August 1, 2022 By Alysa Austin and Kate Hanniford

On July 27, 2022, the Securities and Exchange Commission (SEC) separately settled three enforcement actions with broker-dealers and investment advisers for alleged deficiencies relating to the prevention of customer identity theft, in violation of the SEC’s Identity Theft Red Flags Rule, or Regulation S-ID. Regulation S-ID requires registered financial institutions, broker dealers, and investment advisers that offer or maintain one or more covered accounts to maintain a written identify theft prevention program designed to detect, prevent, and mitigate identity theft pertaining to covered accounts.

Without admitting or denying the SEC’s findings, each firm agreed to pay penalties ranging between $425,000 to $1.2 million. The SEC’s orders found that, between at least January 2017 to October 2019, the firms’ identity theft prevention programs did not include reasonable policies and procedures to identify relevant red flags in connection with customer accounts or incorporate those red flags into their programs.

The SEC orders state that the firms’ programs further lacked reasonable policies and procedures to respond appropriately to detected identity theft red flags, or to ensure that such programs were updated periodically to reflect changes in identity theft risks to customers. In particular, the SEC faulted the firms variously for policies and procedures that (i) merely restated the wording of Reg S-ID without stating how the firm would actually identify or respond to red flags; (ii) were not sufficiently tailored to the firm and its covered accounts; and (iii) had not been updated to keep pace with the changing threat landscape. The SEC also took issue with certain of the firms’ training procedures and compliance reporting to senior management and the board of directors, finding these to be insufficient and not in compliance with Reg S-ID. Notably absent was any allegation of customer harm.

» PROVIDED MATERIAL
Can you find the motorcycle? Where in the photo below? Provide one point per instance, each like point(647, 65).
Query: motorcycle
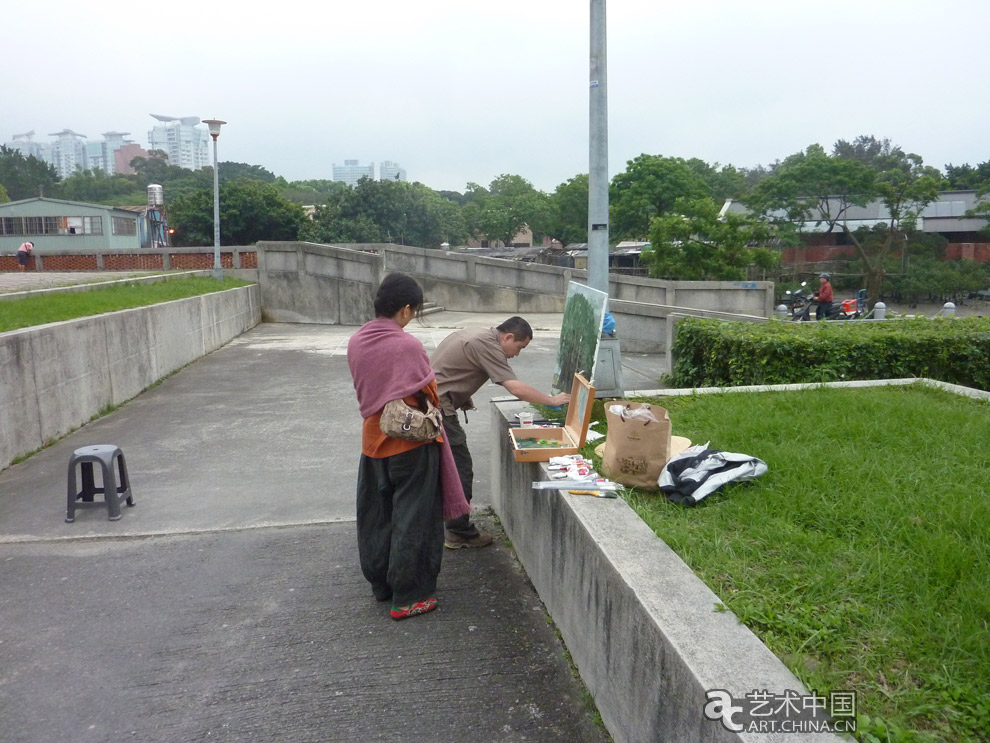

» TASKS AND EXERCISES
(1) What date does the SEC enforcement excerpt give for the settlement of the three enforcement actions?
(2) Rewrite the SEC enforcement excerpt starting at "Without admitting or" and ending at "into their programs.", with "penalties" changed to "fines".

» ANSWERS BY TASK
(1) July 27, 2022

(2)
Without admitting or denying the SEC’s findings, each firm agreed to pay fines ranging between $425,000 to $1.2 million. The SEC’s orders found that, between at least January 2017 to October 2019, the firms’ identity theft prevention programs did not include reasonable policies and procedures to identify relevant red flags in connection with customer accounts or incorporate those red flags into their programs.